# [PROBLEM TO WORK ON]
Write the material out again in full, exactly.

# [GIVEN INFORMATION]
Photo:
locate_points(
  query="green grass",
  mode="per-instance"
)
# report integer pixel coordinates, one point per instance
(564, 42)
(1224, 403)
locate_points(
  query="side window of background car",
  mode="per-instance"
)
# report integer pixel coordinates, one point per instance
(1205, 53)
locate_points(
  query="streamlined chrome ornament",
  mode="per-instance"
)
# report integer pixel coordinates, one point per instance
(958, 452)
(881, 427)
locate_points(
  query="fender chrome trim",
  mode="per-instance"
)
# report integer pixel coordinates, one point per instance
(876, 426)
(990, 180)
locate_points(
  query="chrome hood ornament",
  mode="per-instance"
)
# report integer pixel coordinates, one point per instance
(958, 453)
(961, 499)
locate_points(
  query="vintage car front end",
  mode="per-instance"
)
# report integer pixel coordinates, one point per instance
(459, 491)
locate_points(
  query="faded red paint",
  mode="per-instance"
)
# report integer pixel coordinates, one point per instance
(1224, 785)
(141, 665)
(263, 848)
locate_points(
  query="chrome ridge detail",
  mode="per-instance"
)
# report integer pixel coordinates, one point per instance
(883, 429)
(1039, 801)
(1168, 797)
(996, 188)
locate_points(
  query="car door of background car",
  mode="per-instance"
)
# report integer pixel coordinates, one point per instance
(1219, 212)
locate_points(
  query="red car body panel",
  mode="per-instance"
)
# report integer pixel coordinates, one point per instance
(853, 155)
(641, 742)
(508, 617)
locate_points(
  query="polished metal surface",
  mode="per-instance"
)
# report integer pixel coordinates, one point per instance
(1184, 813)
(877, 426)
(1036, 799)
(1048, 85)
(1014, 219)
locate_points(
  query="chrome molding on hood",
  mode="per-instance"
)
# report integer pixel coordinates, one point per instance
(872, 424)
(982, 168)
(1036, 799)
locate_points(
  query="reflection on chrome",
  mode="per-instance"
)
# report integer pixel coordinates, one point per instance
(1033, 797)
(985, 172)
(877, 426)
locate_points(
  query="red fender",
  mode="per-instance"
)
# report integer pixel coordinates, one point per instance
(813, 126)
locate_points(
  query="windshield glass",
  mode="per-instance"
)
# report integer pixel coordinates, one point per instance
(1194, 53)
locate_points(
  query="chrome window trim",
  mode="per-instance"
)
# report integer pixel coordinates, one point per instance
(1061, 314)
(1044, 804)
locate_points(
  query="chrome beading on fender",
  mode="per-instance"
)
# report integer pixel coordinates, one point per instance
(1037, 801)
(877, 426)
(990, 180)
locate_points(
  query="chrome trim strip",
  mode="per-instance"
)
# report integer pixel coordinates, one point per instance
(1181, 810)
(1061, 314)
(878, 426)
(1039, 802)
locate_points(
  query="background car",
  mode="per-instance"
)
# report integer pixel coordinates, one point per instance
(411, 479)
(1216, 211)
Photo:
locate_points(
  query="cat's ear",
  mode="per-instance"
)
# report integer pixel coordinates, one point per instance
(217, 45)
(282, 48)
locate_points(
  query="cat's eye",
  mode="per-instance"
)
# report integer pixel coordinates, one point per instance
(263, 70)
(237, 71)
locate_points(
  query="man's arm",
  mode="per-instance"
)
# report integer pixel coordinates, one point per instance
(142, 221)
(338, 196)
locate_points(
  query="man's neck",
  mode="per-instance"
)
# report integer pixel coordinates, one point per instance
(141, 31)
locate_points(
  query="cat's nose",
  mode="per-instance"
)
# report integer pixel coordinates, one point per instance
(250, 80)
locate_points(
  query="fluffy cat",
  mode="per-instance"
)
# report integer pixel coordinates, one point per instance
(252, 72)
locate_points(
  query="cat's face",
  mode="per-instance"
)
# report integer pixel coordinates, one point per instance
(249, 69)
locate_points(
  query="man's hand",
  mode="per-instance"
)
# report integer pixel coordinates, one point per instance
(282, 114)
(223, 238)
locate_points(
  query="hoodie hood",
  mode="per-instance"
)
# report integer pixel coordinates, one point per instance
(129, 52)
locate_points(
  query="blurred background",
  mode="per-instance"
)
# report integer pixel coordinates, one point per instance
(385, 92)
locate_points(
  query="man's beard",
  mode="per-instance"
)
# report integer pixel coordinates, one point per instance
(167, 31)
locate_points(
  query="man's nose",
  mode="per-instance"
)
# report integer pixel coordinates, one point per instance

# [RESULT OF THIS EXERCISE]
Photo:
locate_points(
  query="green grass",
  mode="per-instance"
)
# report integer pixel coordinates, one point per instance
(564, 42)
(1224, 403)
locate_points(
  query="side window of background car",
  mode="per-instance"
)
# report integer pixel coordinates, one point per instance
(1205, 53)
locate_points(
  query="streamlined chrome ornament",
  mode="per-instance"
)
# report integer pixel coordinates, one point per instance
(958, 452)
(881, 427)
locate_points(
  query="fender chrome trim",
  mode="per-instance"
)
# report integer pixel coordinates, one point per instance
(876, 426)
(990, 180)
locate_points(
  query="chrome hood ornament",
  mode="per-instance"
)
# report integer pixel coordinates, one point per instance
(958, 453)
(961, 499)
locate_points(
  query="vintage car front end",
  mode="per-instance"
)
# report integer pixel coordinates, one point per instance
(459, 491)
locate_points(
  query="faded red paint",
  mode="per-instance"
)
# report integer pixel coordinates, one point per instance
(1224, 785)
(141, 665)
(263, 848)
locate_points(
  query="chrome ridge detail",
  mode="per-instance"
)
# report integer pixel coordinates, one point per instance
(883, 429)
(1039, 801)
(1168, 797)
(996, 188)
locate_points(
  query="car door of background car",
  mode="per-instance"
)
# report integer pixel coordinates, one point per instance
(1219, 212)
locate_points(
  query="red car body panel",
  mode="per-instance"
)
# report integer pixel coordinates, one point per instance
(853, 155)
(641, 742)
(508, 617)
locate_points(
  query="polished metal surface",
  mode="per-instance"
)
# report integer pixel coordinates, one point per instance
(1184, 813)
(877, 426)
(1036, 799)
(1048, 85)
(1014, 219)
locate_points(
  query="chrome molding on hood",
  mode="per-instance"
)
# report integer pixel coordinates, one point per instance
(872, 424)
(982, 168)
(1036, 799)
locate_points(
  query="reflection on chrome",
  mode="per-instance"
)
# report integer pixel coordinates, one point per instance
(1033, 797)
(985, 172)
(877, 426)
locate_points(
  query="red fender",
  mode="per-instance"
)
# report integer pixel coordinates, one point per instance
(813, 126)
locate_points(
  query="windshield glass",
  mode="per-instance"
)
# report integer pixel coordinates, one point per instance
(1194, 53)
locate_points(
  query="chrome window trim",
  mode="per-instance"
)
# report integer pixel coordinates, one point per instance
(1061, 314)
(1044, 804)
locate_points(
  query="chrome beading on fender",
  mode="per-instance"
)
# report integer pixel coordinates, one point per instance
(1037, 801)
(877, 426)
(990, 180)
locate_points(
  query="chrome trim strip",
  mode="per-instance"
)
# report integer pixel coordinates, one point per instance
(1181, 810)
(1061, 314)
(878, 426)
(1039, 802)
locate_points(
  query="background car",
  mode="per-instance"
)
# report integer pixel coordinates, one point per instance
(411, 479)
(1216, 211)
Photo:
locate_points(
  query="cat's ear",
  mode="per-instance"
)
# report integer pixel coordinates, one point per instance
(217, 45)
(282, 48)
locate_points(
  query="cat's eye",
  mode="per-instance"
)
# report integer pixel coordinates, one point per instance
(263, 70)
(237, 71)
locate_points(
  query="man's arm",
  mode="per-instance"
)
# report integer pixel coordinates, one point per instance
(142, 221)
(338, 196)
locate_points(
  query="man's neck",
  mode="per-instance"
)
# report integer pixel coordinates, one point per instance
(141, 31)
locate_points(
  query="cat's nose",
  mode="per-instance"
)
# report integer pixel coordinates, one point per instance
(250, 80)
locate_points(
  query="fluffy cat",
  mode="per-instance"
)
# report integer pixel coordinates, one point per instance
(252, 72)
locate_points(
  query="cat's face",
  mode="per-instance"
)
# report integer pixel coordinates, one point per instance
(249, 69)
locate_points(
  query="man's hand",
  mode="per-instance"
)
# report integer pixel coordinates, one point per instance
(282, 114)
(223, 238)
locate_points(
  query="hoodie hood",
  mode="per-instance"
)
# report integer pixel coordinates, one point per instance
(129, 52)
locate_points(
  query="blurred background",
  mode="per-instance"
)
# report integer pixel coordinates, one point per instance
(385, 92)
locate_points(
  query="man's beard",
  mode="per-instance"
)
# report integer pixel coordinates, one point per instance
(167, 31)
locate_points(
  query="man's nose",
  mode="per-instance"
)
# report integer pixel coordinates, one point per instance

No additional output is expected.